═══ Extracted text
As the CEO of Spacelift, I am thrilled to share the exciting news about OpenTofu (formerly OpenTF) becoming a part of the Linux Foundation. Earlier today, Jim Zemlin and Sebastian Stadil made this announcement on the stage of the Open Source Summit in Bilbao. They also revealed that OpenTofu would be going through the process of joining the Cloud Native Computing Foundation.
So, what exactly is OpenTofu?
OpenTofu is a fork of the legacy MPL-licensed Terraform. Unlike new releases of Terraform, OpenTofu is, and will always be, truly open source, community-driven, and impartial. The OpenTofu repository is publicly available, allowing you to see everything OpenTofu contributors have been working on.
The OpenTofu initiative was launched with significant initial support, boasting over 18 full-time equivalents (FTEs) committed to the project from four companies. The manifesto has been endorsed by over 140 companies, involving 11 projects with the participation of over 700 individuals. Moreover, the manifesto has received more than 35,000 GitHub stars, and the fork itself has garnered over 6,000 stars in just one week.
══════
Task requirements: Does each statement agree with the OpenTofu announcement? Answer yes or no and quote the words from the announcement that decide it. 1. The announcement was made at the Open Source Summit in Bilbao. 2. The manifesto has been endorsed by over 700 companies. 3. OpenTofu is a fork of the legacy MPL-licensed Terraform.
═══ Data extract
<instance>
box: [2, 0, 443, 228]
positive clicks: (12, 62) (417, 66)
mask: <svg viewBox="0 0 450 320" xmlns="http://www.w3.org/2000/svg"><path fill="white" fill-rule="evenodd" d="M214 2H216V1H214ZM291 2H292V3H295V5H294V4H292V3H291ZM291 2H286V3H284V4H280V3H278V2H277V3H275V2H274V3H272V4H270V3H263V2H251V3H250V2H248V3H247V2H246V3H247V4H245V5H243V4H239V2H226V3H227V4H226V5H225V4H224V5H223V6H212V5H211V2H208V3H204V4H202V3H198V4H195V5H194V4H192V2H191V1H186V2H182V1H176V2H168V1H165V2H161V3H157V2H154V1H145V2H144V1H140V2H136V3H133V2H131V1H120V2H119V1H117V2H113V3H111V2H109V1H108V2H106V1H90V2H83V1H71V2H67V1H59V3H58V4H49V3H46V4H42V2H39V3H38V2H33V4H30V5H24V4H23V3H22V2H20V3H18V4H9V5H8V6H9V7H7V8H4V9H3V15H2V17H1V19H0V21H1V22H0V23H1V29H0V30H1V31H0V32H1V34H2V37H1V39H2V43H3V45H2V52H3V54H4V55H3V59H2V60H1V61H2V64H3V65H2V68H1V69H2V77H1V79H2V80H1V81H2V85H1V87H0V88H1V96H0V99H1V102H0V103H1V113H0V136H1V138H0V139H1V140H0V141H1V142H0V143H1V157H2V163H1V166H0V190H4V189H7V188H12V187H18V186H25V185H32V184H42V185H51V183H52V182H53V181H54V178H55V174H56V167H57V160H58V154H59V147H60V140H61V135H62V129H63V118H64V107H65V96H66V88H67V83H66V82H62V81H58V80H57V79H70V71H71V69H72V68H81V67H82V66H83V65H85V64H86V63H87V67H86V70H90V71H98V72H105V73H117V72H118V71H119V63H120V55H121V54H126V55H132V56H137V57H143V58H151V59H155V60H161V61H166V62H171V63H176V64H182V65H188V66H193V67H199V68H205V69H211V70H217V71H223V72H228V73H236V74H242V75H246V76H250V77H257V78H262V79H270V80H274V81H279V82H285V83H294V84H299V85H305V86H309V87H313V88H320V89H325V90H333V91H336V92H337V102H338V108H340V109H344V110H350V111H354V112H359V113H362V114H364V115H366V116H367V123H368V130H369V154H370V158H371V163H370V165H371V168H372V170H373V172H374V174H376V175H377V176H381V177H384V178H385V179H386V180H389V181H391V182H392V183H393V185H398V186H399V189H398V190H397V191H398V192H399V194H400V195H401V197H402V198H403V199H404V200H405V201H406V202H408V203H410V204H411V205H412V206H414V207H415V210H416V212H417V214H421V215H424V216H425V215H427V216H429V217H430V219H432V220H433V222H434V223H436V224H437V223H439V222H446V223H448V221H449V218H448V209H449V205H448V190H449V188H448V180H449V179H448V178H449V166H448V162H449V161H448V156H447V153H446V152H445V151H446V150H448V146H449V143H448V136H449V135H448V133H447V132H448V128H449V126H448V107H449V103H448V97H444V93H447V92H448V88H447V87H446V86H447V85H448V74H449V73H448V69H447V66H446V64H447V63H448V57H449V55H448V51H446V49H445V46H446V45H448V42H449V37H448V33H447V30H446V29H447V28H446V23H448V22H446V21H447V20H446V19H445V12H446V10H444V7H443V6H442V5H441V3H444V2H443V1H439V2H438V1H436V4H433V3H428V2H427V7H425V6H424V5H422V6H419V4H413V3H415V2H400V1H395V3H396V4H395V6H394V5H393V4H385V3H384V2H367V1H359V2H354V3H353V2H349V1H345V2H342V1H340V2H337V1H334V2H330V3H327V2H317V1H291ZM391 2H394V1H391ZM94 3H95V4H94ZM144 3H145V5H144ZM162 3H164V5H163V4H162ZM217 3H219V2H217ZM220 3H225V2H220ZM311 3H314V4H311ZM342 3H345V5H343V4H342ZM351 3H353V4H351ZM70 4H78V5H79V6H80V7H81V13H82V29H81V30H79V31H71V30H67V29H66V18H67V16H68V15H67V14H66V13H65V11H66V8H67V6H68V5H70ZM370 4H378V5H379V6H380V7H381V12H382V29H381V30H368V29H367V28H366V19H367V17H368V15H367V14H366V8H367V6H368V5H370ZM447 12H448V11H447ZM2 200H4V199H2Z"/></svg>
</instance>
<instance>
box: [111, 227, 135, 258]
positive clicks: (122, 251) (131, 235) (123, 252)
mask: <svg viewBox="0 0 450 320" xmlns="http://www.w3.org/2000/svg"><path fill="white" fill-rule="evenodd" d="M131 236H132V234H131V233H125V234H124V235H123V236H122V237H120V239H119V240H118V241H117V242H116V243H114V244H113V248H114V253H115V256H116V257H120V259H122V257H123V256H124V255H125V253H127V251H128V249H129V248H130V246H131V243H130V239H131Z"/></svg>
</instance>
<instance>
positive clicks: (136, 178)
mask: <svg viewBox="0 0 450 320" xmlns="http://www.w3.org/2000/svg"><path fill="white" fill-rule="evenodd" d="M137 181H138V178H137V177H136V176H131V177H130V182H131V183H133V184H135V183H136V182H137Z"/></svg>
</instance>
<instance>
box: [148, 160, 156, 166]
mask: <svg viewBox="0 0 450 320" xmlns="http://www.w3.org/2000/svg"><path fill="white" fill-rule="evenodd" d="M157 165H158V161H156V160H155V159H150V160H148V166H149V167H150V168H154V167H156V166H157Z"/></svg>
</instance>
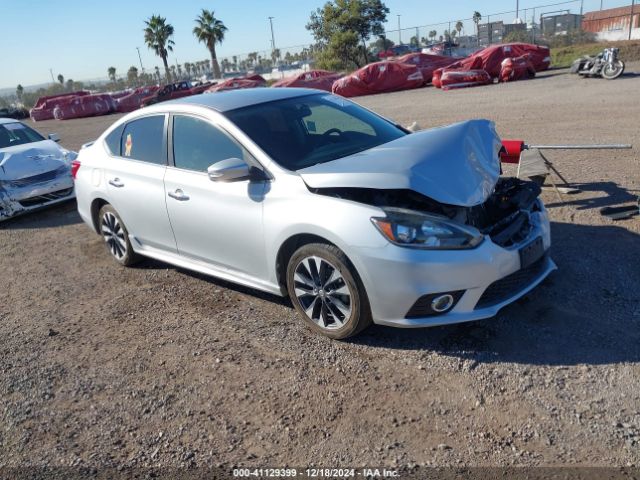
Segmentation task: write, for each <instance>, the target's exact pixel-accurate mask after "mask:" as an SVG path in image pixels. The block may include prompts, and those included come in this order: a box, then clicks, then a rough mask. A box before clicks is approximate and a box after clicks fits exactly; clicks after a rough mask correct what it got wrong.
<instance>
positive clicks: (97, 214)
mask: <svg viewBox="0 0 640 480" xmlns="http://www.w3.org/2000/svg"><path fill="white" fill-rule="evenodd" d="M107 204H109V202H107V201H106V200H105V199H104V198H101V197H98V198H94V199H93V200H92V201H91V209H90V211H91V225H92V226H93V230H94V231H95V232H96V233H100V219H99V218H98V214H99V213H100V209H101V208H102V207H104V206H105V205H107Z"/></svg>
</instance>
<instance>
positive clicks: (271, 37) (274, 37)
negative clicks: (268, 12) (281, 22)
══════
Response to the exercise:
1. Yes: "Earlier today, Jim Zemlin and Sebastian Stadil made this announcement on the stage of the Open Source Summit in Bilbao."
2. No: "The manifesto has been endorsed by over 140 companies, involving 11 projects with the participation of over 700 individuals."
3. Yes: "OpenTofu is a fork of the legacy MPL-licensed Terraform."